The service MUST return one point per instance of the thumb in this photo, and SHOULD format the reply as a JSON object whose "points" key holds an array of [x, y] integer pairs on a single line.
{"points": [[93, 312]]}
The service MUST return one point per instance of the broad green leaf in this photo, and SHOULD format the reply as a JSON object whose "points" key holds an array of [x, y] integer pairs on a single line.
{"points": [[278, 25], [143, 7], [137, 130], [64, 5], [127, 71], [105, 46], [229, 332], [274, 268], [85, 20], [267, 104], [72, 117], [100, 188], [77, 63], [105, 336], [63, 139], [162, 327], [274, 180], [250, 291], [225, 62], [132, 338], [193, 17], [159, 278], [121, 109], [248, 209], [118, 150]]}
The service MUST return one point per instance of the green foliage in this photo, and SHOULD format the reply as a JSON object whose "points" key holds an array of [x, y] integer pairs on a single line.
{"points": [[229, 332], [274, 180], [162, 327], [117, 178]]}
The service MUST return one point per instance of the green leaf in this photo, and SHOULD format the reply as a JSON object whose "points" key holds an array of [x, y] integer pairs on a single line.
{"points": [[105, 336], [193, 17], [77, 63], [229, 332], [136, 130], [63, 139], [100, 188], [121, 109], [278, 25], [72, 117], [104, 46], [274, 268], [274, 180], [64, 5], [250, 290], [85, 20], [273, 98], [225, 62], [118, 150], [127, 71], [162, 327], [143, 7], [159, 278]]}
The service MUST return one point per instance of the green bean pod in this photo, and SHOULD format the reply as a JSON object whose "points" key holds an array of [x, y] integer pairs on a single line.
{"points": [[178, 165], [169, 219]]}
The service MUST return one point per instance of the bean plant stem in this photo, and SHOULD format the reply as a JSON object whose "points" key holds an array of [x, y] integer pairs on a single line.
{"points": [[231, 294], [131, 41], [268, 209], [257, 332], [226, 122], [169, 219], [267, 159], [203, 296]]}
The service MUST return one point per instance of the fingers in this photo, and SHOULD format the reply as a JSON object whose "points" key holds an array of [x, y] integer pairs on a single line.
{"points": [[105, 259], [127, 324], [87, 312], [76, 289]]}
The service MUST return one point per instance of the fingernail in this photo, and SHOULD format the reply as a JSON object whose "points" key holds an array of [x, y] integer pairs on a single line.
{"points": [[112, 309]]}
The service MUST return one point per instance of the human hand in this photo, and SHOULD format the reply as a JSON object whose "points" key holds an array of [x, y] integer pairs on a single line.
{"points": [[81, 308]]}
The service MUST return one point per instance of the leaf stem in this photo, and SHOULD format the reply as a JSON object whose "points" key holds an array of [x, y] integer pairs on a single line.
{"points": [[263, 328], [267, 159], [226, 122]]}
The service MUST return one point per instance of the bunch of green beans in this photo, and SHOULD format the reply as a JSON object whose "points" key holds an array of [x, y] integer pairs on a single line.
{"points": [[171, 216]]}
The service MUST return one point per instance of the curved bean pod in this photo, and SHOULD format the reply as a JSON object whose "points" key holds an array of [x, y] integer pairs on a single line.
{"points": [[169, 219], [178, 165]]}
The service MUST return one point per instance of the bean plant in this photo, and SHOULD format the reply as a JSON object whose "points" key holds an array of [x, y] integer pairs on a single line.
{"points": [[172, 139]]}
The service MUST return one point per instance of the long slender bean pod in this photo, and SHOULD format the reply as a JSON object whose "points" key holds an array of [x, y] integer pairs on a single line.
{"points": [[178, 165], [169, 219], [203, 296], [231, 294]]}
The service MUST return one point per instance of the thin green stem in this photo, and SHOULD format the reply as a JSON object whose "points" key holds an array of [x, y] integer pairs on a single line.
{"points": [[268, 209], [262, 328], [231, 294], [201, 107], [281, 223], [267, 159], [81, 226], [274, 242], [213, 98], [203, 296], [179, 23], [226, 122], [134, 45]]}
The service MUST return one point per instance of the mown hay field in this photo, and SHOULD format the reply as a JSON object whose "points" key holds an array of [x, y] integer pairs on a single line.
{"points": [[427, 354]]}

* _Exercise details_:
Transcribe the listing so that each line matches exactly.

* _Expected answer_:
The service MUST return one point per instance of the thumb in this photo, and SHOULD format the reply as a JSON object whose "points" key holds an array of [x, y] integer pairs on a single line.
{"points": [[93, 312]]}
The service MUST return one point per instance of the broad green leaf in this photo, and SHOULD format the reply as a JSON object whose "points" key holds an array of [x, y] integer pairs on a single line.
{"points": [[278, 25], [143, 7], [137, 130], [64, 5], [127, 71], [105, 46], [229, 332], [274, 268], [85, 20], [267, 104], [72, 117], [100, 188], [77, 63], [105, 336], [63, 139], [162, 327], [274, 180], [250, 291], [225, 62], [132, 338], [193, 17], [159, 278], [121, 109], [248, 209], [118, 150]]}
The service MUST return one point per instance of the green foliage in this photo, and SHOULD format the reply as a JSON object whose "points" key holds an array of [x, y] integer pairs on a single line.
{"points": [[229, 332], [274, 180], [162, 327], [117, 178]]}
The service MUST return one point per instance of the green leaf in this photo, and SHOULD format the reply as a JSON object whose "points" key holds an array of [x, y] integer pairs on a single line.
{"points": [[105, 336], [193, 17], [77, 63], [229, 332], [136, 130], [63, 139], [100, 188], [121, 109], [278, 25], [72, 117], [104, 46], [274, 268], [274, 180], [64, 5], [250, 290], [85, 20], [273, 98], [225, 62], [118, 150], [127, 71], [162, 327], [143, 7], [159, 278]]}
The service MUST return one point per instance of the green bean pod in this photo, and SHOULD format the reply as a JSON object whose "points" key holds an array of [x, y] integer pairs on a single line.
{"points": [[178, 165], [169, 219]]}
The service MUST return one point per instance of the bean plant stem in this photo, and SHOULD format the reply as a JSON object whose "points" key holds an array of [x, y] integer pairs on a single line.
{"points": [[231, 294], [131, 41], [268, 209], [257, 332], [226, 122], [169, 219], [267, 159], [203, 296]]}
The service MUST return one point per instance of the fingers in this photo, and SHOULD format the reply as a JSON object whose "points" key holds an array of [x, y] integer pairs on a single line.
{"points": [[105, 259], [127, 324], [87, 312], [76, 289]]}
The service MUST return one point per instance of the fingernail in this photo, and SHOULD format the reply as a JSON object whose "points" key holds an array of [x, y] integer pairs on a single line.
{"points": [[112, 309]]}
The service MUST return one point per instance of the human hand in this photo, and SHOULD format the reply as a JSON object whose "points" key holds an array of [x, y] integer pairs on a single line.
{"points": [[81, 308]]}
The service MUST return one point per instance of the leaf stem in this photo, and SHOULD format the reply as a JSON object whose "points" key holds an array of [x, y] integer pairs on a single line.
{"points": [[263, 328], [267, 159], [226, 122]]}
The service MUST return one point per instance of the bunch of green beans in this photo, and SHOULD format the reply as a JSON object whose "points" key holds an array of [x, y] integer pairs on a single line.
{"points": [[171, 216]]}
The service MUST return one point per instance of the curved bean pod in this photo, and SHOULD format the reply as a JSON object whose "points" key holds an array of [x, y] integer pairs on a single line.
{"points": [[169, 219], [178, 165]]}
The service MUST return one point per instance of the bean plant in this photo, and SHOULD format the reply as a JSON object whose "points" key holds an array of [x, y] integer pairs on a single line.
{"points": [[172, 139]]}
The service MUST return one point per instance of the long slender bean pod in this photo, and SHOULD format the reply as a JSON object whose "points" key holds an array of [x, y] integer pairs on a single line.
{"points": [[178, 165], [169, 219], [203, 296], [231, 294]]}
The service MUST return one point per instance of the thin green stem in this photo, and SHOULD format the reply as a JSON object whose "points" key holds an array of [x, y] integer pairs on a single line.
{"points": [[268, 209], [262, 328], [231, 294], [201, 107], [281, 223], [267, 159], [81, 226], [274, 242], [213, 98], [203, 296], [179, 23], [226, 122], [134, 45]]}
The service MUST return one point per instance of the mown hay field in this photo, and SHOULD format the reply as a JSON object whose "points" key holds an array of [x, y] integer pairs on a single line.
{"points": [[427, 354]]}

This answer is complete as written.